_What to work on_: All of the listing should be returned as written, apart from any picture in it.

═══ Supplied entries ═══

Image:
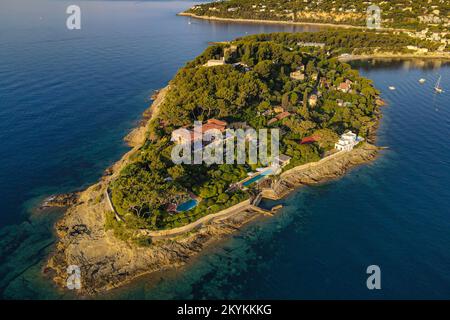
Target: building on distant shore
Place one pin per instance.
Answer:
(348, 141)
(312, 100)
(215, 62)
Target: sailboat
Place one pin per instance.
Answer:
(437, 87)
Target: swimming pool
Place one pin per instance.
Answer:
(258, 177)
(188, 205)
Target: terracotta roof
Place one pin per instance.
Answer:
(217, 122)
(283, 115)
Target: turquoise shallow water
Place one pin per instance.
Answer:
(67, 98)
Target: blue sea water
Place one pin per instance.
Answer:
(67, 98)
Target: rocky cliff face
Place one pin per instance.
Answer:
(107, 262)
(332, 169)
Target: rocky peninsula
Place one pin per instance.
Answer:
(108, 261)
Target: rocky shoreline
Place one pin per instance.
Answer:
(107, 262)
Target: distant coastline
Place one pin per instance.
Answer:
(109, 262)
(213, 18)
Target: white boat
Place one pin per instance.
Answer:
(437, 87)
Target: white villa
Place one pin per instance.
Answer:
(348, 141)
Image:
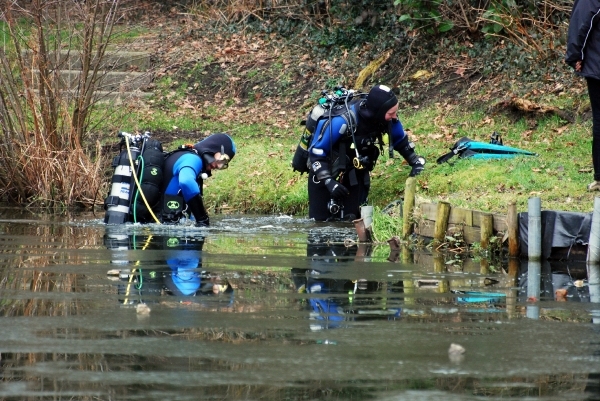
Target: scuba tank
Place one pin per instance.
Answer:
(118, 201)
(151, 179)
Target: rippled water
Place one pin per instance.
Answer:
(281, 308)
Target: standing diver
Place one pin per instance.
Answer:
(186, 170)
(338, 185)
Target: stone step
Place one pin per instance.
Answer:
(107, 81)
(111, 96)
(113, 60)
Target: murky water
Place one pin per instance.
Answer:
(280, 308)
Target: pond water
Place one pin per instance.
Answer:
(281, 308)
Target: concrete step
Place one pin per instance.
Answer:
(115, 97)
(107, 80)
(114, 60)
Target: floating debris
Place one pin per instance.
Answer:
(142, 309)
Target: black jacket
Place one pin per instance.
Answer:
(583, 42)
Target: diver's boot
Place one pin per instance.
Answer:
(196, 206)
(594, 186)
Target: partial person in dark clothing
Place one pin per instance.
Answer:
(344, 151)
(187, 168)
(583, 54)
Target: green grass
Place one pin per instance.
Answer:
(260, 179)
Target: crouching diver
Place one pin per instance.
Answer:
(344, 151)
(185, 172)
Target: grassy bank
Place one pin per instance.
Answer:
(260, 179)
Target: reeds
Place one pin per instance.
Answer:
(43, 119)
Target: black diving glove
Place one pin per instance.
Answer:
(204, 222)
(337, 190)
(407, 151)
(196, 206)
(417, 169)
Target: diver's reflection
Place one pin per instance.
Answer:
(176, 270)
(334, 296)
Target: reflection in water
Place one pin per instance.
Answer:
(179, 274)
(253, 322)
(334, 300)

═══

_Response to the task_:
Image:
Target: building on distant shore
Place one pin per instance.
Answer:
(348, 141)
(312, 100)
(215, 62)
Target: sailboat
Place one pin per instance.
Answer:
(437, 87)
Target: swimming pool
Place one pin per instance.
Answer:
(258, 177)
(188, 205)
Target: terracotta roof
Place one pin per instance.
Answer:
(217, 122)
(283, 115)
Target: turquoise shallow water
Place one pin per instance.
Answer:
(67, 98)
Target: blue sea water
Place one pin per instance.
Answer:
(67, 98)
Target: rocky cliff face
Place one pin per instance.
Answer:
(107, 262)
(332, 169)
Target: rocky peninsula
Place one pin per instance.
Answer:
(108, 261)
Target: rocky shoreline
Place one pin per instance.
Answer:
(107, 262)
Target: distant coastline
Place one pin per instance.
Answer:
(109, 262)
(213, 18)
Target: white boat
Place one pin per instance.
Answer:
(437, 87)
Target: white villa
Place one pin per instance.
Answer:
(348, 141)
Image:
Target: scuba tank
Place one pin per instance.
Answer:
(118, 201)
(151, 179)
Target: rippled water
Place one pin per instance.
Answer:
(281, 308)
Target: standing diver
Place one pin per instance.
Answer:
(186, 170)
(338, 185)
Target: stone step
Place one pin per instance.
Answer:
(107, 81)
(111, 96)
(113, 60)
Target: murky water
Place one pin per instance.
Answer:
(280, 308)
Target: pond water
Place one pin per instance.
Answer:
(281, 308)
Target: concrete step
Place one pin per instance.
Answer:
(115, 97)
(107, 80)
(114, 60)
Target: floating debris
Place one pin per instance.
Answer:
(142, 309)
Target: black jacket
Place one pin per instance.
Answer:
(583, 42)
Target: diver's boot
Place one pin per instance.
Answer:
(196, 206)
(594, 186)
Target: partial person in dark clothing
Place one pin per instance.
Answer:
(344, 151)
(187, 168)
(583, 54)
Target: green grass
Place one pin per instance.
Answer:
(260, 179)
Target: crouching diver
Place one pin per instance.
Answer:
(344, 151)
(185, 172)
Target: grassy bank
Place one pin per instance.
Answer:
(260, 179)
Target: reeds
Place one pin per instance.
Answer:
(43, 119)
Target: black diving glove
Place one pin per instance.
Answer:
(204, 222)
(337, 190)
(407, 151)
(196, 206)
(417, 169)
Target: diver's reflection
Place one pin per instance.
Answer:
(176, 270)
(334, 296)
Target: reflection in water
Place one pin per instance.
Answer:
(179, 274)
(253, 322)
(334, 300)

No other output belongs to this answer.